** Exercise input **
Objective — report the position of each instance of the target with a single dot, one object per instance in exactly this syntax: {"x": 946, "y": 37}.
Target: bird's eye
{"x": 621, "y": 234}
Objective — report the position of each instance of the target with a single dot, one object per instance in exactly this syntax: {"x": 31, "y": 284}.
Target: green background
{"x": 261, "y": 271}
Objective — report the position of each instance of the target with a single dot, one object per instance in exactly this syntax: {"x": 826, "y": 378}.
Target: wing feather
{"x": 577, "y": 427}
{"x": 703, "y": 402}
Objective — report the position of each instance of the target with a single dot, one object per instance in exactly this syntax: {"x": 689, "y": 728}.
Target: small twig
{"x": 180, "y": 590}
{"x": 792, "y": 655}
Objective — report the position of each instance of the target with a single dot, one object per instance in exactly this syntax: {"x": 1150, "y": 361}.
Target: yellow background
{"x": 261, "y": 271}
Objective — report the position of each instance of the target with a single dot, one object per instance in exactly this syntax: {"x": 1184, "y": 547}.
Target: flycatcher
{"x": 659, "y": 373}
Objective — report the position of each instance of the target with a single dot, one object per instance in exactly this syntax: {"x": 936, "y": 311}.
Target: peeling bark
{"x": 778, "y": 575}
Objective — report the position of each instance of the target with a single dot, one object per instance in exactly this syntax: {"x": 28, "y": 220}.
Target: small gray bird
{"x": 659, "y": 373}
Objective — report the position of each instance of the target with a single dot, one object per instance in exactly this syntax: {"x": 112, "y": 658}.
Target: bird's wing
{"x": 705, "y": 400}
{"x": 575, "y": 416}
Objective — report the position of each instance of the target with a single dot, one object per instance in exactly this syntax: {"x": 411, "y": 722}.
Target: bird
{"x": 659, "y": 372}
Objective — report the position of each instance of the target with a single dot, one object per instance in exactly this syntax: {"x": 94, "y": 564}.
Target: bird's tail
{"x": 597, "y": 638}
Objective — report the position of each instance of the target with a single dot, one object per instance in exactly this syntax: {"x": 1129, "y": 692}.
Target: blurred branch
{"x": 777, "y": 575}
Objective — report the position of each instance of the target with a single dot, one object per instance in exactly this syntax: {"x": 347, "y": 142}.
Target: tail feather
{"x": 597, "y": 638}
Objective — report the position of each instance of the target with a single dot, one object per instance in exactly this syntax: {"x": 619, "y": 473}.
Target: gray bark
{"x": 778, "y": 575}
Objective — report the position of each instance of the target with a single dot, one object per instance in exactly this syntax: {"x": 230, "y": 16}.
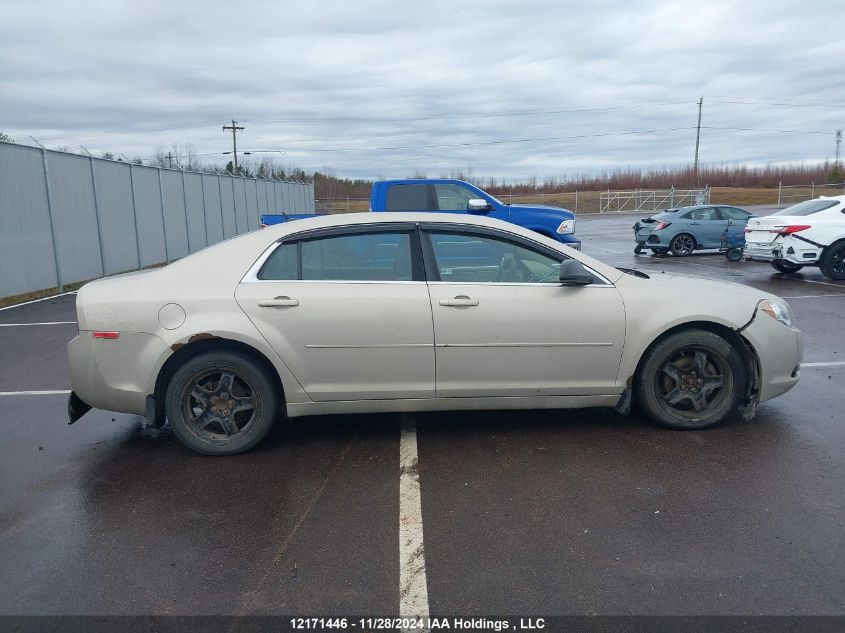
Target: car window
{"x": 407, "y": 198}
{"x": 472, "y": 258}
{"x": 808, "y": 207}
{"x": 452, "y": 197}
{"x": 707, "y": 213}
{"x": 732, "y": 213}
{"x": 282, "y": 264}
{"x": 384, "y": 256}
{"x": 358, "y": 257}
---
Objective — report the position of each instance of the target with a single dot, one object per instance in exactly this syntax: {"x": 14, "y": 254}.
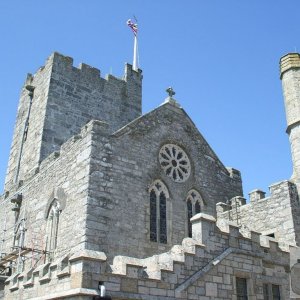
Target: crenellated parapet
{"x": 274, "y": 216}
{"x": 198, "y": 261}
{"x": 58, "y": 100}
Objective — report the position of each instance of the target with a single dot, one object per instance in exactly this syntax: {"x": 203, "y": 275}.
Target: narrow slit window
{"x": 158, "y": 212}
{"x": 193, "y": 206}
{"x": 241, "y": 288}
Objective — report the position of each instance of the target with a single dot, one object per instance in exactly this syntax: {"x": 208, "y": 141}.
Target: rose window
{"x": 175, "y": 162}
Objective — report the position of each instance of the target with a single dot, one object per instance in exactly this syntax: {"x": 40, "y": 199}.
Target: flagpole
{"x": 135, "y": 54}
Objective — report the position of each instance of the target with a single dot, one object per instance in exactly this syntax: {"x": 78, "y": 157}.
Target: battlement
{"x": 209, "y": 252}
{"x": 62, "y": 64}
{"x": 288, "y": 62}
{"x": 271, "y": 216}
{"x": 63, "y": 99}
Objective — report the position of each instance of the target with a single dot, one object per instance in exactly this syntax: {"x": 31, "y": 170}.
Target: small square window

** Task **
Pick out every line of the material above that contains the string "wing", and copy each one in full. Case counts.

** Finished exercise **
Target: wing feather
Target: bird's wing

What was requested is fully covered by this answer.